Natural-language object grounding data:
*** Begin section ***

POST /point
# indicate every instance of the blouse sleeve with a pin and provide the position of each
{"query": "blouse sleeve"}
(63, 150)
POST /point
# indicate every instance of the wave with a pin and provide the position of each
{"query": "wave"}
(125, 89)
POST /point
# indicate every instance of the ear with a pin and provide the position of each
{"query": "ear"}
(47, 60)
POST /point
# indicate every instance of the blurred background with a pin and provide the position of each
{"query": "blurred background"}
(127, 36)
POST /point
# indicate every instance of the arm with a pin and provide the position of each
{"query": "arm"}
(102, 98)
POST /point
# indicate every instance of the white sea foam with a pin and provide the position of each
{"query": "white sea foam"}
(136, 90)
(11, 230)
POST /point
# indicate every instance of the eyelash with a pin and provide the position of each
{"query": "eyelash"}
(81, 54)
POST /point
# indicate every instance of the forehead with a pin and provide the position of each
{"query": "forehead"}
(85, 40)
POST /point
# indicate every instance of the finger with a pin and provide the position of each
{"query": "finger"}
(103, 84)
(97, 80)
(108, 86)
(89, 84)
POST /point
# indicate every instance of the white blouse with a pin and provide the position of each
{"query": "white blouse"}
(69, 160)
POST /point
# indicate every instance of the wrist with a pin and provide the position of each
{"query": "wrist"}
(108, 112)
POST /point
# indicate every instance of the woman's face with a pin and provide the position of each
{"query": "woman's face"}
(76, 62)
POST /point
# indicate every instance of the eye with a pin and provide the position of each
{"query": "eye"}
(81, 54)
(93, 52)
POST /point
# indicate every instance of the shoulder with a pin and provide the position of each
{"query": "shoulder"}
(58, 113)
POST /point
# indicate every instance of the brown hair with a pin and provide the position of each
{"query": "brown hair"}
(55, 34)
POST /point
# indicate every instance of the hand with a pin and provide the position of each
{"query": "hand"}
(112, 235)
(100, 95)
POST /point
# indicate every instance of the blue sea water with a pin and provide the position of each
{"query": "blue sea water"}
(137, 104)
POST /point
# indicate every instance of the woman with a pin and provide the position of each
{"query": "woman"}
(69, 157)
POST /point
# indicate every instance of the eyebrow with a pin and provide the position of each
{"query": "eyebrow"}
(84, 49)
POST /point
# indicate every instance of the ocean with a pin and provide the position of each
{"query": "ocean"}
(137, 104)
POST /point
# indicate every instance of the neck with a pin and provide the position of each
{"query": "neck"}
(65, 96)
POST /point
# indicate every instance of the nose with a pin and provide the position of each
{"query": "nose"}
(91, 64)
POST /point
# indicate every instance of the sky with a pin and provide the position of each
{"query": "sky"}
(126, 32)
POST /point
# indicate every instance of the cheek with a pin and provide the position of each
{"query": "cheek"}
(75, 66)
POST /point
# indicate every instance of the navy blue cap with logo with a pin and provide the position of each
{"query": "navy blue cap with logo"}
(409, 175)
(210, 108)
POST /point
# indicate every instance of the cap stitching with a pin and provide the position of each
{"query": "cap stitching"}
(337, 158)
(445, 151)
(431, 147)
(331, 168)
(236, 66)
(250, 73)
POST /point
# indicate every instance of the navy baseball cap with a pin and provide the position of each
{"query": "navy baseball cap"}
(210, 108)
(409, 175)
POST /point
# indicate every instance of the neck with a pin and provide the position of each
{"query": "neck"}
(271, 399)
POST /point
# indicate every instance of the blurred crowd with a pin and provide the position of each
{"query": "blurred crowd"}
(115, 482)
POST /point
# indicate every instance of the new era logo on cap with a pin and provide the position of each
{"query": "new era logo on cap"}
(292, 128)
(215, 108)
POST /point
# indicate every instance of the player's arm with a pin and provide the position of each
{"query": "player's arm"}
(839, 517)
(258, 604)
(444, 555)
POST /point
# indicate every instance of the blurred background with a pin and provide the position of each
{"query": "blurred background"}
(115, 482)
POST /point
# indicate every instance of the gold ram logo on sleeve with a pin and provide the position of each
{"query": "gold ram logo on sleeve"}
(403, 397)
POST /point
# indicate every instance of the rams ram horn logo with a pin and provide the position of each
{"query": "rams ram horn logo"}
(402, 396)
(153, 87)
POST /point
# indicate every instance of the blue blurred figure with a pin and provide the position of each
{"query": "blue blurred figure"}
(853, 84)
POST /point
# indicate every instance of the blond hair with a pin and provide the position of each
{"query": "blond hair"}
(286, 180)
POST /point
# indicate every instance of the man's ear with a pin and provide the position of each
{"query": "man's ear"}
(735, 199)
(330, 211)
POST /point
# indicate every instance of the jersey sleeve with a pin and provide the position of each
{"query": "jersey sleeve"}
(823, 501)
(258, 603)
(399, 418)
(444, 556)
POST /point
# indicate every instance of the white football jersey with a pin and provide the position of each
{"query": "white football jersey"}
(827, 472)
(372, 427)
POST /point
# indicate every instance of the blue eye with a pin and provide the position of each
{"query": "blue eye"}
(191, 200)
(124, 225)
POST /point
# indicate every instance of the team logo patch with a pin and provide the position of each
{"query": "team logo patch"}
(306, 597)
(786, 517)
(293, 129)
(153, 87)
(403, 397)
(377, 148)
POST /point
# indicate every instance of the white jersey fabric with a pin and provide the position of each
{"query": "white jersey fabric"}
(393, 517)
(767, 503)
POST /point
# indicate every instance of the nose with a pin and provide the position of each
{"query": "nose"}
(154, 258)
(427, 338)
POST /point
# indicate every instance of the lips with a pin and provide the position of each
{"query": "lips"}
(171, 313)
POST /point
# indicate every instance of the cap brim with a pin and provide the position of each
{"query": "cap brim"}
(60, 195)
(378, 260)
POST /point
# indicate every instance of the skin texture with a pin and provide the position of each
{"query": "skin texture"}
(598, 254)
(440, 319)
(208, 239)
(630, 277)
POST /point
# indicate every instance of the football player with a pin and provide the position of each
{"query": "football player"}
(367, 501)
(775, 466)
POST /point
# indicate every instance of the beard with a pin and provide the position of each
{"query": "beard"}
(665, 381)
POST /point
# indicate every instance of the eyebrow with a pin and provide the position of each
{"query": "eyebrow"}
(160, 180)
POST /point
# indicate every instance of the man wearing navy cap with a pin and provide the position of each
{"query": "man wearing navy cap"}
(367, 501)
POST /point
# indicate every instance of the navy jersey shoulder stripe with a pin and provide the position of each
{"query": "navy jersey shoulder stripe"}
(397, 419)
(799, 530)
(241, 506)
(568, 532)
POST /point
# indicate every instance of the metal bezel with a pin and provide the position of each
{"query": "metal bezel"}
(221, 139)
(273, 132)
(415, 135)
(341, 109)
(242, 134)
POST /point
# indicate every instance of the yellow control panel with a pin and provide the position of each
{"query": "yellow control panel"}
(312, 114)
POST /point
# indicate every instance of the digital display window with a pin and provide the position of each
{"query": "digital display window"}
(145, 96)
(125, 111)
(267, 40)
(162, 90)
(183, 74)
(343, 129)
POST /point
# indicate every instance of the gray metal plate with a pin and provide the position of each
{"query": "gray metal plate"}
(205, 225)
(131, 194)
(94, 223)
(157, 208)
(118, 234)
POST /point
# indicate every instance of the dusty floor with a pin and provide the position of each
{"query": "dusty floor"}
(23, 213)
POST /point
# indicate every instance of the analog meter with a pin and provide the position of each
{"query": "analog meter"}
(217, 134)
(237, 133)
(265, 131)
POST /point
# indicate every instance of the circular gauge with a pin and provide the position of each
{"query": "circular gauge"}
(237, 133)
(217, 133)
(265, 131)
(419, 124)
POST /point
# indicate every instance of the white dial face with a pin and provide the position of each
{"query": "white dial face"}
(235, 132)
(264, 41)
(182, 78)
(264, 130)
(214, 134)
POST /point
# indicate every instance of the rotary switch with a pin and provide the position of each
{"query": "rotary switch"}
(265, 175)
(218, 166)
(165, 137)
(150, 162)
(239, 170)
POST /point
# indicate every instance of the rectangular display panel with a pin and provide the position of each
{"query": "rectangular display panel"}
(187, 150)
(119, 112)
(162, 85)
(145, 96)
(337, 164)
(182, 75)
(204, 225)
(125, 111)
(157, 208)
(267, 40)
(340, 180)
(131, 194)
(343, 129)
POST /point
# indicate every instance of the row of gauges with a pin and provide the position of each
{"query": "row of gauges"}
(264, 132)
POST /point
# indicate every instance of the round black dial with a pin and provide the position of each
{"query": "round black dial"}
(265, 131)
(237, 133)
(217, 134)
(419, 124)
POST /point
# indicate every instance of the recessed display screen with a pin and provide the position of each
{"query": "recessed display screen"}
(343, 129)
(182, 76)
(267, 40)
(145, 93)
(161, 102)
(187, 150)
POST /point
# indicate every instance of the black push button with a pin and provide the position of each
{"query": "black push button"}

*** End section ***

*Task to complete*: Scan the data for lines containing "button" and copy all of them.

*Expected answer*:
# indicate every instance of the black push button with a pin and provide the position of each
{"query": "black push button"}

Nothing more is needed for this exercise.